### Text provided
This narrow definition of religious freedom has brought Christian conservatives important legal victories, especially when their cases made it to the Supreme Court. Despite pundits’ incessant talk about John Roberts’ desire to protect the court’s legitimacy through “balanced” rulings, the justices have handed the religious right one victory after another, from allowing employers to deny contraception coverage to upholding Trump’s travel ban; same-sex marriage is the only notable exception. And what is true for Roberts and his allies on the bench is also true for federal courts, which studies have shown to be plagued by preferential treatment of Christians. Muslim inmates’ requests for faith-based accommodations, for example, are denied at rates twice as high as those of their Christian counterparts. 

Yet in many ways, the right’s growing invocation of religious freedom does not stem from a sense of strength but a feeling of weakness. Like other aspects of the conservative agenda, their reliance on the courts stems in part from correctly recognizing that their social vision is increasingly unpopular and a hesitation to put it to the test of a free and fair electoral process. In two decades, to take one obvious example, support for legal discrimination against LGBTQ people has sharply declined. Similarly, a majority of Americans now back the right to abortion and federally mandated equal pay. Indeed, Barr’s panic about white conservative Christianity’s declining significance for public life, for all its toxic consequences, is not completely detached from reality. If current trends continue, it is not hard to envision a future in which Christian conservatives’ priorities could be decisively denied in elections. Conservatives’ efforts to enshrine their conception of religious freedom through the courts can therefore be understood as part of the right’s broader strategy of securing its unpopular priorities, whether tax cuts for the wealthy or draconian immigration restrictions, through unrepresentative institutions. Like its protection of the Electoral College, the passing of discriminatory voter ID laws, and the purge of voting rolls, the right’s judicial work in the field of religion is meant to shield its priorities from the voters’ will.

### Dataset content
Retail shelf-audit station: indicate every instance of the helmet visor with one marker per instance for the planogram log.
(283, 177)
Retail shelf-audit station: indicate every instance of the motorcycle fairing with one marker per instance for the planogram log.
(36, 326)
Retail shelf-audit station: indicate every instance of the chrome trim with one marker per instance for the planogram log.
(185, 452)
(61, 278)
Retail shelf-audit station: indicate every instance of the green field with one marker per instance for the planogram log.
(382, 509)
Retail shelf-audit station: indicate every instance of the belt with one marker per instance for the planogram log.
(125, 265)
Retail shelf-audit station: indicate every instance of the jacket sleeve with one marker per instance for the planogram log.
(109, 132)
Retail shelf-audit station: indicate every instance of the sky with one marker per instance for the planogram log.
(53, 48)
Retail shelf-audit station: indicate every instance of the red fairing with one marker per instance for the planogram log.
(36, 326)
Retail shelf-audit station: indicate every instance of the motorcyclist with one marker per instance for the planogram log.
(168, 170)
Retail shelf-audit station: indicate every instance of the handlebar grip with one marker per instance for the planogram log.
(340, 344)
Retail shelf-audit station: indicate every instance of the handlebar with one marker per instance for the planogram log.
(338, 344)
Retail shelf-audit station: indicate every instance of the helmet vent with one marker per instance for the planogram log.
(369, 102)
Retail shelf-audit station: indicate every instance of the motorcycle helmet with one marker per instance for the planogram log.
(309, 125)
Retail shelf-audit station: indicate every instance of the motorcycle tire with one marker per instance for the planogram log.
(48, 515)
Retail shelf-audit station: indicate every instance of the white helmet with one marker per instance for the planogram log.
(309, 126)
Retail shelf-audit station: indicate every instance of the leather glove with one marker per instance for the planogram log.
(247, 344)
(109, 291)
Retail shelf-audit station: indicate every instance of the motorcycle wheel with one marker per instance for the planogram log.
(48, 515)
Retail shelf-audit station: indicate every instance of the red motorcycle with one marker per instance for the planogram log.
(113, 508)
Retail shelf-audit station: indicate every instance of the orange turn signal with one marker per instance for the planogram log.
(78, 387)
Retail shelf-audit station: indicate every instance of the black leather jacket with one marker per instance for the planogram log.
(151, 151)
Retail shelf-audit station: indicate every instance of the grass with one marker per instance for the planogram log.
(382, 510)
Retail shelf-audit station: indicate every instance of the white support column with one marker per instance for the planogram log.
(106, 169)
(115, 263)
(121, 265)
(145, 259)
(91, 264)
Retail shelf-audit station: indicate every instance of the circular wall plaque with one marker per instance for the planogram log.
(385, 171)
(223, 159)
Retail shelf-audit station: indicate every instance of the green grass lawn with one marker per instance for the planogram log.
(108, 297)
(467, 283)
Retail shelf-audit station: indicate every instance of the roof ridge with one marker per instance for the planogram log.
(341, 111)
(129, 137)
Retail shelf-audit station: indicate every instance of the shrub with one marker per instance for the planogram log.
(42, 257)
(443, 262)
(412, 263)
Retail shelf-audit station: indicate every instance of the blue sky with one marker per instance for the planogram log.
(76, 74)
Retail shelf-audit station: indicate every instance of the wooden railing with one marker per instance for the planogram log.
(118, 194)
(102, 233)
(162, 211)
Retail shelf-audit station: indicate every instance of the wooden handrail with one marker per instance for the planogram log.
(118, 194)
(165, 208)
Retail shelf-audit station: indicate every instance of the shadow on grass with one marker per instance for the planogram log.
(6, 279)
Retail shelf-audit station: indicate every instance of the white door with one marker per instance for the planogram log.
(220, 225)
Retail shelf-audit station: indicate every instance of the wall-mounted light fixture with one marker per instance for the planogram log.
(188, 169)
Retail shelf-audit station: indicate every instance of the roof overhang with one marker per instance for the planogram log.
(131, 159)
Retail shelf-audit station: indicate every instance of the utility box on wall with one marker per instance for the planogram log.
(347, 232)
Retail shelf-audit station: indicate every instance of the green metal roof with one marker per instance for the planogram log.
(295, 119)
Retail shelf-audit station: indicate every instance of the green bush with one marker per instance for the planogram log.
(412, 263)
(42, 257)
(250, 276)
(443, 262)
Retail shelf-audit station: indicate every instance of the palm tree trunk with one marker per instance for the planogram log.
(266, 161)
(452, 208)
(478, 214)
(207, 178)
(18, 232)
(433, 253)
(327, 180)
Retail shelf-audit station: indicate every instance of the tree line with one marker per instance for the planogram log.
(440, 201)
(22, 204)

### Instructions to follow
Retype the passage on conservatives and religious freedom from "This narrow definition" to "their Christian counterparts.", keeping every word the same. The listing has nothing to do with the work here.

### Output below
This narrow definition of religious freedom has brought Christian conservatives important legal victories, especially when their cases made it to the Supreme Court. Despite pundits’ incessant talk about John Roberts’ desire to protect the court’s legitimacy through “balanced” rulings, the justices have handed the religious right one victory after another, from allowing employers to deny contraception coverage to upholding Trump’s travel ban; same-sex marriage is the only notable exception. And what is true for Roberts and his allies on the bench is also true for federal courts, which studies have shown to be plagued by preferential treatment of Christians. Muslim inmates’ requests for faith-based accommodations, for example, are denied at rates twice as high as those of their Christian counterparts.